------ Data listing

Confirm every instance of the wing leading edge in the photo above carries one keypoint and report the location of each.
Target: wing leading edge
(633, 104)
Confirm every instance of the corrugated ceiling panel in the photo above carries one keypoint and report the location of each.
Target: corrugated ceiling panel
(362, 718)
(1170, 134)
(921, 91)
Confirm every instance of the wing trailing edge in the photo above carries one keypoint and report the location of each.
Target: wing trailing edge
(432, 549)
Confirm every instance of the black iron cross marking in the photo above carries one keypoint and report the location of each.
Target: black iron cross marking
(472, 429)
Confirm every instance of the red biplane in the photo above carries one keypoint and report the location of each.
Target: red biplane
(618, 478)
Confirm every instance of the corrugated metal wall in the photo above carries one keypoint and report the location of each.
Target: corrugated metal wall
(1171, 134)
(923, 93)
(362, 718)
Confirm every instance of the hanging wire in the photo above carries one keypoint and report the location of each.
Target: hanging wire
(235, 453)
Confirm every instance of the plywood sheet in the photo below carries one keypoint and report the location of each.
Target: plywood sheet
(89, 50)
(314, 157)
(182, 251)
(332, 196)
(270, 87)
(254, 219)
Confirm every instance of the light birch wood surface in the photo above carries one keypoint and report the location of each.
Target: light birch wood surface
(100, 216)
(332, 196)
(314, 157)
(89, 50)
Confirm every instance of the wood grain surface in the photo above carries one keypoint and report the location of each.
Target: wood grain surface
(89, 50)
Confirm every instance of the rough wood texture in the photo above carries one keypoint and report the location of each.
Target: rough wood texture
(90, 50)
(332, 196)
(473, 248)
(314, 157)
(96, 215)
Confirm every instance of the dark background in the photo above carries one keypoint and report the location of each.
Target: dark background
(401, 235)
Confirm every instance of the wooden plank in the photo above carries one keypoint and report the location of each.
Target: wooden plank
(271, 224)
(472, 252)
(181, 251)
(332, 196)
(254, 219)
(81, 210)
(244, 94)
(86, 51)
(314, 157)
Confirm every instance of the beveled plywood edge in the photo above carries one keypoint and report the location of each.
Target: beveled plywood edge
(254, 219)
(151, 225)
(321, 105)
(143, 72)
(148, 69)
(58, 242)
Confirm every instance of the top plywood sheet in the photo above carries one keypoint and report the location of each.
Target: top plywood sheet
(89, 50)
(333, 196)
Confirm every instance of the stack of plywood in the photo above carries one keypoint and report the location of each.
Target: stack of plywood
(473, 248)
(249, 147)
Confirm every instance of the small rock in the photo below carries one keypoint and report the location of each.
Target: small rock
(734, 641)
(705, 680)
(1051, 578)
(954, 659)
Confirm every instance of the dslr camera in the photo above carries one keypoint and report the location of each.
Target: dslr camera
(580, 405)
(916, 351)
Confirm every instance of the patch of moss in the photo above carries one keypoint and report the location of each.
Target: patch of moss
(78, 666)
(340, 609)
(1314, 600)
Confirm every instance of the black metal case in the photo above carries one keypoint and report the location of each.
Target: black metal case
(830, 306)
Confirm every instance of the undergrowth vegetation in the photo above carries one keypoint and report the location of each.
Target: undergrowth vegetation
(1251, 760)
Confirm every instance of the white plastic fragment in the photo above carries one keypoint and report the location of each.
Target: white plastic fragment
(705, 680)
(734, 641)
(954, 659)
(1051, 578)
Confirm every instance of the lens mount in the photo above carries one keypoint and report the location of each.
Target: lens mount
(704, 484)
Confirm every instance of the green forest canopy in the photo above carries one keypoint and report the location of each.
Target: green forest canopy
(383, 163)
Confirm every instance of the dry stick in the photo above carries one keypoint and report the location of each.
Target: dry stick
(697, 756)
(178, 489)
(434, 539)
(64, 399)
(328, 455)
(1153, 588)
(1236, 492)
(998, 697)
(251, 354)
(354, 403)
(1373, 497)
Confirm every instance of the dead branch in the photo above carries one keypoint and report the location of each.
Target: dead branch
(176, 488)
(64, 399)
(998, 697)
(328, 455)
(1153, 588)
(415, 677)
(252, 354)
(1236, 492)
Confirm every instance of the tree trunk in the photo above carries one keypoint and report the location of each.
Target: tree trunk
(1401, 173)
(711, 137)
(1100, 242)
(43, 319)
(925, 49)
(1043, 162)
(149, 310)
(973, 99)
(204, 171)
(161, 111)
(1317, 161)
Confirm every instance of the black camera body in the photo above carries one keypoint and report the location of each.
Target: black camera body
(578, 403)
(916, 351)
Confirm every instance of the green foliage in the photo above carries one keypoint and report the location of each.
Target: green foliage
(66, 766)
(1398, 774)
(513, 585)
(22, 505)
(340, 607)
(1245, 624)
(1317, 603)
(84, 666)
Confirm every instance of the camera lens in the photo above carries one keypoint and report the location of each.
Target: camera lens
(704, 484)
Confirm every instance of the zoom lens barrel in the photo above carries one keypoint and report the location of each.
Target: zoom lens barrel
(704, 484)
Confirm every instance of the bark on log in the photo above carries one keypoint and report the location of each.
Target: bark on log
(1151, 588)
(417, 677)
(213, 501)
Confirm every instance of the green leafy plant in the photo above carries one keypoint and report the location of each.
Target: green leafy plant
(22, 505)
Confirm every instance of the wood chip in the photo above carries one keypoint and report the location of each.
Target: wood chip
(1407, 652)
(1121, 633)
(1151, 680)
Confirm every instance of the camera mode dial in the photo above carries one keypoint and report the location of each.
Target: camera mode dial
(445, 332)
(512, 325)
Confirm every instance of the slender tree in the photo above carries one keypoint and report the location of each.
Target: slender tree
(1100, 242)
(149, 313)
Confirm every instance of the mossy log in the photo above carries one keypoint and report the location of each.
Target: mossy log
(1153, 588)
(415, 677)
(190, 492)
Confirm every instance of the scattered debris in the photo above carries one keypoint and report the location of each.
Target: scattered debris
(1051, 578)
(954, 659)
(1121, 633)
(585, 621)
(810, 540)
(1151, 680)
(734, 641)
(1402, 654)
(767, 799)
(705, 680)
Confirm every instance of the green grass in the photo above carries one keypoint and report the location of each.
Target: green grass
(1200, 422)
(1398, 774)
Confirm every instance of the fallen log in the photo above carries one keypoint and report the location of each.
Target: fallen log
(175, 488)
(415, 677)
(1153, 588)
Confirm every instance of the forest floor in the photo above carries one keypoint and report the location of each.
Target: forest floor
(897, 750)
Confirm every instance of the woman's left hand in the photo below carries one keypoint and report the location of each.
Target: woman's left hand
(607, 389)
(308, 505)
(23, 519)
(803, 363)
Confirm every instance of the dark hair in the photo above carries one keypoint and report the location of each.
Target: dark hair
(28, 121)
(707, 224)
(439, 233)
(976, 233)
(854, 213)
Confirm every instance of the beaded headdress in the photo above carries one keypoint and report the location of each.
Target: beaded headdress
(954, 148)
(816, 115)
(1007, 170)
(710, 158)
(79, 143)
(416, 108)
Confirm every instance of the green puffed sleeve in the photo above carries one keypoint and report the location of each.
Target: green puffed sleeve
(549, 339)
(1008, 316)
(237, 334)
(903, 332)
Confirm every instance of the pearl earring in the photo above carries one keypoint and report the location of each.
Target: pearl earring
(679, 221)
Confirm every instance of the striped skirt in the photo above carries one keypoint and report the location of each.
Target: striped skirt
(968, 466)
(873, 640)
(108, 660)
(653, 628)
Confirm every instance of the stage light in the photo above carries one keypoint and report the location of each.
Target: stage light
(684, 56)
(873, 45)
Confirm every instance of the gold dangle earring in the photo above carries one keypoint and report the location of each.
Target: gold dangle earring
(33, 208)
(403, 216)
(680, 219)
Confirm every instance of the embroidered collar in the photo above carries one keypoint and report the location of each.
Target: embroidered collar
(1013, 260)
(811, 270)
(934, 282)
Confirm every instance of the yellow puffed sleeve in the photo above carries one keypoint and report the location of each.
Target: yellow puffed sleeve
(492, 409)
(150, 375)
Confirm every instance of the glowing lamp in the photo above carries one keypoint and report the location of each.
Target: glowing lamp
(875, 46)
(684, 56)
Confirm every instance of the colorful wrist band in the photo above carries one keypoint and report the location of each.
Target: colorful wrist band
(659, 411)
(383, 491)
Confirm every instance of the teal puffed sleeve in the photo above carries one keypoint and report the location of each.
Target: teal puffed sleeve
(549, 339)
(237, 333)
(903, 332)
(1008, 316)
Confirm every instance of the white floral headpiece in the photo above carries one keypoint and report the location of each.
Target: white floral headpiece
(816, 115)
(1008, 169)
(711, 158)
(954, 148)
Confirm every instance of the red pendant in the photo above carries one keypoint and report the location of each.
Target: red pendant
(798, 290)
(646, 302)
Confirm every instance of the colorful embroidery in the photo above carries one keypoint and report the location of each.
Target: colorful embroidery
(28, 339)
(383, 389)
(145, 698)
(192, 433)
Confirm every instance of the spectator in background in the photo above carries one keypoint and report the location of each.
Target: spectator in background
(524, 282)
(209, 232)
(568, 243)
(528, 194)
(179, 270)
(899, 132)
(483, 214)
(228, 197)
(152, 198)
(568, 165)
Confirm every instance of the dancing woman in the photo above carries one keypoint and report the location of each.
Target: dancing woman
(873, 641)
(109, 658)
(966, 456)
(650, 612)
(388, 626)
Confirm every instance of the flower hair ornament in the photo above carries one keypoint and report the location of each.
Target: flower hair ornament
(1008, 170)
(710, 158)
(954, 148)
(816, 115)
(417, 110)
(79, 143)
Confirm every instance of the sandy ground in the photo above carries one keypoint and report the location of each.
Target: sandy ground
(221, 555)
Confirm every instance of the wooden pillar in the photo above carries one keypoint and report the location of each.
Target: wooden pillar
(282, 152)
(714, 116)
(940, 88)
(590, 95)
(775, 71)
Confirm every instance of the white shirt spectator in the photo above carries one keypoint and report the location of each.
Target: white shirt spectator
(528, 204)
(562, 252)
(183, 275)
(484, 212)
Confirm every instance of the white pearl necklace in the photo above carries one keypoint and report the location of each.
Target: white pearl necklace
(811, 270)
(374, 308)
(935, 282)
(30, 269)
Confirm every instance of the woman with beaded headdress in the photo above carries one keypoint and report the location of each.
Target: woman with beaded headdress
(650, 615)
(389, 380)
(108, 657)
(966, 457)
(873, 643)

------------

Your task:
Copy the records above word for word, starting at the line containing "Confirm every instance of the flower" and continuing through the end of the records, both ends included.

Solution for this exercise:
Confirm every instance of the flower hair ornament in the photo above carries one keypoint and report the location of each.
Target: flower hair ornament
(1008, 170)
(710, 158)
(954, 148)
(816, 115)
(417, 110)
(79, 143)
Confirm every instance of the sandy ground in the photo above carries one keypoint and report the location of each.
Target: sandy ground
(221, 555)
Confirm every instance of the wooden pillar in the photo above carries one keypoint and report the location of each.
Target: wooden pillar
(282, 152)
(714, 116)
(940, 88)
(590, 95)
(775, 71)
Confirm every instance of the white shirt spectator in the photo above carries one keypoint and report the location of each.
Target: white shirt spectator
(528, 204)
(562, 252)
(183, 275)
(484, 212)
Confirm every instance of the white pearl necklace in the photo above carries one keypoint and report the location of each.
Target: white pearl necklace
(811, 270)
(374, 308)
(935, 282)
(30, 269)
Confirm every instance of the woman with beaded headdress in the photo above carries one keypoint and report the location of each.
Target: woman with beaded headdress
(650, 615)
(389, 380)
(108, 657)
(966, 457)
(873, 643)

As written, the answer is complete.